### Document text
= Beginning of Section =

Internationalization support
I cannot find anything related to internationalization support neither in the documentation nor in the code itself. What is the status of internationalization support in dicomParser ?
I have not checked but I suspect some string won't play well with JSON which is limited to UTF-8 /UTF-16/UTF-32 strings.
Ref:
Here is what I get using the DICOM Dump to JSON live example:

while it should look like:

ref:
readFixedString does not seems to check the value for SpecificCharacterSet (0008,0005) as seen at:
- https://github.com/cornerstonejs/dicomParser/blob/82573d94342e12b4bae4fcd2e93f91bb061474cf/src/byteArrayParser.js#L29-L37
refs:
- http://dicom.nema.org/medical/dicom/current/output/chtml/part03/sect_C.12.html#table_C.12-1
- http://dicom.nema.org/medical/dicom/current/output/chtml/part03/sect_C.12.html#sect_C.12.1.1.2
@malaterre Currently dicomParser itself doesn't do any character set decoding. However, if you need it now, you can pair dicomParser with the dicom-character-set library that I wrote.
@yagni That looks pretty promising. One thing I still fail to understand. The original string function from dicomParser seems to be doing the following:
- Take raw byte
- Consider it as ISO-8859-1 character, turn it into UTF-16
- Return a truncated string (stop at first byte === 0)
So I am wondering what is the expected input to your library ? Can I pass directly the output of string element function ?
I didn't have any experience with DICOM character sets so didn't factor it into the original design. I like the idea of putting it in a separate library like @yagni did so it can be added in for those that need it. I specifically didn't add image decompression to this library for the same reason.
@chafey I am pretty sure that this test is just wrong:
if (byte === 0) {
This feel like a c-string ASCII ending. I am sure we can have byte===0 in unicode (we should only rely on the length).
@malaterre You'll need to pass the raw bytes to dicom-character-set. If I remember correctly, fromCharCode converts it to UTF so you end up with bytes not in the original data. So just slice the byteArray starting at the element's dataOffset and going for its length number of bytes, then pass that into dicom-character-set, along with the Specific Character Set and optional VR (see the readme for more details).
@yagni Thanks for the confirmation. @chafey it would be nice to document what string is actually doing. I hope the next version will offer a function rawString, that would be clearer (IMHO).
It probably makes sense to revisit the whole repo in light of non ascii character sets, lots of code is using this library now and we should not be propogating designs with are not character set aware
Hello!

= End of Section =

### Dataset extract
= Beginning of Section =

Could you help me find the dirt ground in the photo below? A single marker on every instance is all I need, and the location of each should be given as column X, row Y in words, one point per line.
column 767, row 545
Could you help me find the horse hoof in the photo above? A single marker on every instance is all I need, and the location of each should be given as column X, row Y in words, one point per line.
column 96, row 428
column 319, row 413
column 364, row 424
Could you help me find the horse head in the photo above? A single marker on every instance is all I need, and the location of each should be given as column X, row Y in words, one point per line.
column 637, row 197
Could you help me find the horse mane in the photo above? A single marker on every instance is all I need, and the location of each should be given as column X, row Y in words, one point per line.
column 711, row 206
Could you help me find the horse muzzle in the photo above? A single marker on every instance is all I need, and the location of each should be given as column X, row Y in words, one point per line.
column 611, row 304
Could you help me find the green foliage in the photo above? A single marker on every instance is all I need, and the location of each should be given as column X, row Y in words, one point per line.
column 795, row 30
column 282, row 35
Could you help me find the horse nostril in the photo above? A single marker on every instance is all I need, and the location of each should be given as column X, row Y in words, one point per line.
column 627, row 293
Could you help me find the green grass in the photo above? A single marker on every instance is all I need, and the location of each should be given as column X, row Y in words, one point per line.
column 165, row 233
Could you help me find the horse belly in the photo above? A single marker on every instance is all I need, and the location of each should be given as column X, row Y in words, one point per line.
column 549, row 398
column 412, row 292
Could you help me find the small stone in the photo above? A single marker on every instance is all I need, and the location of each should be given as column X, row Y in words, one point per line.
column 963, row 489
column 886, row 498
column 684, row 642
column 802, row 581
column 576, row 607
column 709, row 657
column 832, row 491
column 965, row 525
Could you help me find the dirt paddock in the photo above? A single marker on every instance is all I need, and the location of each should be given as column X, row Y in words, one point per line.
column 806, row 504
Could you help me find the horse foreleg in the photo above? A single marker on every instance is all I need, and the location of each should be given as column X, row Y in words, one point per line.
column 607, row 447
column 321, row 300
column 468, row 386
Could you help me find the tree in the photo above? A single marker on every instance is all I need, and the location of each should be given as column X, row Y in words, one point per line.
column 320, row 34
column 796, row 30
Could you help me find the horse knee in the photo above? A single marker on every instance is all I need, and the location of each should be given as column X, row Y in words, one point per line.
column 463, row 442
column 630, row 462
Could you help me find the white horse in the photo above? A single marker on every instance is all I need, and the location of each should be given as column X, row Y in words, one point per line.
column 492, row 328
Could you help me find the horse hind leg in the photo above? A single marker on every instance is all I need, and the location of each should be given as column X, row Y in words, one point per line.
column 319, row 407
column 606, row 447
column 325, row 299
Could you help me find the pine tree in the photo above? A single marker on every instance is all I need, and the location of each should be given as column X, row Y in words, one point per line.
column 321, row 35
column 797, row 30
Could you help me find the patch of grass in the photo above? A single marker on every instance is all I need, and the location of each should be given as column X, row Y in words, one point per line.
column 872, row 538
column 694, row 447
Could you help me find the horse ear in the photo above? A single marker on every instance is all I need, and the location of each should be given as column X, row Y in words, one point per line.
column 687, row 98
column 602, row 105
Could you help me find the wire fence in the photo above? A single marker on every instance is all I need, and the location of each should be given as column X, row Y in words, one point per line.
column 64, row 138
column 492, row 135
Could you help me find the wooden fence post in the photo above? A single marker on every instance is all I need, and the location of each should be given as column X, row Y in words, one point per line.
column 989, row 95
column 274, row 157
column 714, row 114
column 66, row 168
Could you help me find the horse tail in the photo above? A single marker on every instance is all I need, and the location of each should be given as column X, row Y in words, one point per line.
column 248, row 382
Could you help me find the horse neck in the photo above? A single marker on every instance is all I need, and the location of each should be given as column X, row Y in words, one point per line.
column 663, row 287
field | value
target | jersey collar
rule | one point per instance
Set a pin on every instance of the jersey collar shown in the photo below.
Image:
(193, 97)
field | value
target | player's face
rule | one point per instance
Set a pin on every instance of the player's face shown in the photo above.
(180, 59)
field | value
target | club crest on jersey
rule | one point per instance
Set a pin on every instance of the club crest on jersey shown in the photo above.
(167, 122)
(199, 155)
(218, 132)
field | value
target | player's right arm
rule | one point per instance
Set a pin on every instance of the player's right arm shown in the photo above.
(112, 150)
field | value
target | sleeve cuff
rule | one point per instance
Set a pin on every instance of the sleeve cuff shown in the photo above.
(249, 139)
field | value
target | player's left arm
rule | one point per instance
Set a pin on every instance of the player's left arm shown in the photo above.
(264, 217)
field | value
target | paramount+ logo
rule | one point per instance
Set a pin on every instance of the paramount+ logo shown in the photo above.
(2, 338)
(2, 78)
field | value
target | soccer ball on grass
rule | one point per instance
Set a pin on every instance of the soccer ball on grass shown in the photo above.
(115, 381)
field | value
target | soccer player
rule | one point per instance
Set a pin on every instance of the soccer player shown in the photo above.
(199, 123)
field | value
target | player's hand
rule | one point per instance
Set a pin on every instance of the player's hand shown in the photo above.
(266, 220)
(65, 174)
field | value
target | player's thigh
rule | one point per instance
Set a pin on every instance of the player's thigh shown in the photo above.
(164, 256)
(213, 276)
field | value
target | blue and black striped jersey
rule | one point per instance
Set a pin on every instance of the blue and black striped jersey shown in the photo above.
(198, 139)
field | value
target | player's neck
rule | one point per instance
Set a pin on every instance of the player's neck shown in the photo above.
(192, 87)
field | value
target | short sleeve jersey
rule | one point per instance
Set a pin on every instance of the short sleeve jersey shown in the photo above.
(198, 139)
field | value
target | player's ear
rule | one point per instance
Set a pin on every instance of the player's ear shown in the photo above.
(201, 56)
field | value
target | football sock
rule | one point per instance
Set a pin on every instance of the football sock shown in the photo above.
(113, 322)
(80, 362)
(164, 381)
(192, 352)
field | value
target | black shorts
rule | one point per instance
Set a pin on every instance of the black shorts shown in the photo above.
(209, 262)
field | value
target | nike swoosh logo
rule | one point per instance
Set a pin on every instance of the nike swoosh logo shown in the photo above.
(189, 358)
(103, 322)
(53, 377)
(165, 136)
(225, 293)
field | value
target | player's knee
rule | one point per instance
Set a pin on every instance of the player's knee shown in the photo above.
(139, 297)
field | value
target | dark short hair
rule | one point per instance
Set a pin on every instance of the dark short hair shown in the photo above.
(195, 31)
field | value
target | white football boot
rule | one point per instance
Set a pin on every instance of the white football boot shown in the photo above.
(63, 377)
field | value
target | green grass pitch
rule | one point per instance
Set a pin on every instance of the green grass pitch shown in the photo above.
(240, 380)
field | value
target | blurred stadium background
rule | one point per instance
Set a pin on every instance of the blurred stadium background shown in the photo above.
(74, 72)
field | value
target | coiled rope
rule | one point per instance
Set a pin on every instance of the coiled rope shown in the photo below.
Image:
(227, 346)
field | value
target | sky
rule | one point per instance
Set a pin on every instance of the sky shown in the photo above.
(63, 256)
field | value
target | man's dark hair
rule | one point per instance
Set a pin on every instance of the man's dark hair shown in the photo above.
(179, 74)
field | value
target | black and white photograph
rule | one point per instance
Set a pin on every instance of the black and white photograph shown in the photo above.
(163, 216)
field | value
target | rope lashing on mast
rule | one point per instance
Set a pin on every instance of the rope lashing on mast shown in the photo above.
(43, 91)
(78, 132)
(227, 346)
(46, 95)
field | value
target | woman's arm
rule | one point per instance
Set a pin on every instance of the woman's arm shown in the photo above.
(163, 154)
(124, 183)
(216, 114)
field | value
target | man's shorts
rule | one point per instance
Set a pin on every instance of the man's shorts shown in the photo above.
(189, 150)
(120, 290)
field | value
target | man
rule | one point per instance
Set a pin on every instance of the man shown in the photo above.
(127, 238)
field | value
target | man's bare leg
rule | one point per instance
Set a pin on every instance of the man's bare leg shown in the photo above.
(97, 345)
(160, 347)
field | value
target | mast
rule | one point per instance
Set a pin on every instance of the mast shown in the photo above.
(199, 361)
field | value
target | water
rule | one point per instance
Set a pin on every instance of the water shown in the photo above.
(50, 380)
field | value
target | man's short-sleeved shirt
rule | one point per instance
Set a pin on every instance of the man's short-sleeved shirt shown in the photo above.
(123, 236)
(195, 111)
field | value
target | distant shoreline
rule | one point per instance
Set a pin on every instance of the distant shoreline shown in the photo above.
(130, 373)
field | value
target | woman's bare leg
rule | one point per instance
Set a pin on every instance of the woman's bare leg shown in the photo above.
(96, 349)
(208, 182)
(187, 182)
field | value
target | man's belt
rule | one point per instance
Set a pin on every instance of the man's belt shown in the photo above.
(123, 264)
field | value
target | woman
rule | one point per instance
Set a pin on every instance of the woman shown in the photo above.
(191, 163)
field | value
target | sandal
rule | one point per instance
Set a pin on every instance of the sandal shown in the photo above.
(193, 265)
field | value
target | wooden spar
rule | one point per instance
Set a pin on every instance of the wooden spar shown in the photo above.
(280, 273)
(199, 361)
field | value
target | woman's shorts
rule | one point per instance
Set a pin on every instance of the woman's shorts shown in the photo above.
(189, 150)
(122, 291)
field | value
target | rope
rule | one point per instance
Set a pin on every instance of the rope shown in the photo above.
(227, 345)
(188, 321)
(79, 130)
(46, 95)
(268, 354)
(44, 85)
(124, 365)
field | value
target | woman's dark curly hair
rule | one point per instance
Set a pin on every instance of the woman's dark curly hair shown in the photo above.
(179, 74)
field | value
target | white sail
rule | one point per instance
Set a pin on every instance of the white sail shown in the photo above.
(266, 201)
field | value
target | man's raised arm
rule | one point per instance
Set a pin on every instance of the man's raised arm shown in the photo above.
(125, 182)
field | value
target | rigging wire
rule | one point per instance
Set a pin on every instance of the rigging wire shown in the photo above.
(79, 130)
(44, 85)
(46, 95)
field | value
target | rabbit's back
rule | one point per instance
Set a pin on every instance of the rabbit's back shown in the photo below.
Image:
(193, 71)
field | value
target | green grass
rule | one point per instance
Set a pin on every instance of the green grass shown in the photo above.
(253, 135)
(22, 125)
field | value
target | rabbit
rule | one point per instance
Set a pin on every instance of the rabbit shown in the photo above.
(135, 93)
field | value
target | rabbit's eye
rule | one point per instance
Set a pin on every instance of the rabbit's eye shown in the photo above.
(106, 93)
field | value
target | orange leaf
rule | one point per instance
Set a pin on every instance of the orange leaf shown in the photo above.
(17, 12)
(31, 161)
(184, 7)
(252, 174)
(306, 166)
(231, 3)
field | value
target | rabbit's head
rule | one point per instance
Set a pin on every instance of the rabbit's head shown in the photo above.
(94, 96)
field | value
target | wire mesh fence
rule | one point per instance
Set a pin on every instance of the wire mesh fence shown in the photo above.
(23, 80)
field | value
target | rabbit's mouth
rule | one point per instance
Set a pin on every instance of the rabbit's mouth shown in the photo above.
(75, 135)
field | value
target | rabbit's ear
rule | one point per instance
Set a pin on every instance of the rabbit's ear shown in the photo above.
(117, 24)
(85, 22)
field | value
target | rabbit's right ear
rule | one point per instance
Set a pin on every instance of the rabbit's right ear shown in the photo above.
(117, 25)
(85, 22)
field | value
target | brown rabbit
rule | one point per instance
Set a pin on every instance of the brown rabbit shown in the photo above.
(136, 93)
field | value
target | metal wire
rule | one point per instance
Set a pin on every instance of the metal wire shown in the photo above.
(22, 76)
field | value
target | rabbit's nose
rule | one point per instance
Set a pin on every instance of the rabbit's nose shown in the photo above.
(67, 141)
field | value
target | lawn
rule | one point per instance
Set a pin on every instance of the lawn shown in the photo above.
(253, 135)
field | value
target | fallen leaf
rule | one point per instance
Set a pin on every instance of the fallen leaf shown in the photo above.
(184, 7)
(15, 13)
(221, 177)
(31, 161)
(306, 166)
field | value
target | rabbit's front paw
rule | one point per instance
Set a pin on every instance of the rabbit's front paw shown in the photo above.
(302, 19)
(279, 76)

= End of Section =

### What the task asks
In the thread about internationalization in dicomParser, which library does @yagni suggest pairing with dicomParser for character set decoding? Rely only on the thread.

### Exercise result
The dicom-character-set library, which @yagni wrote.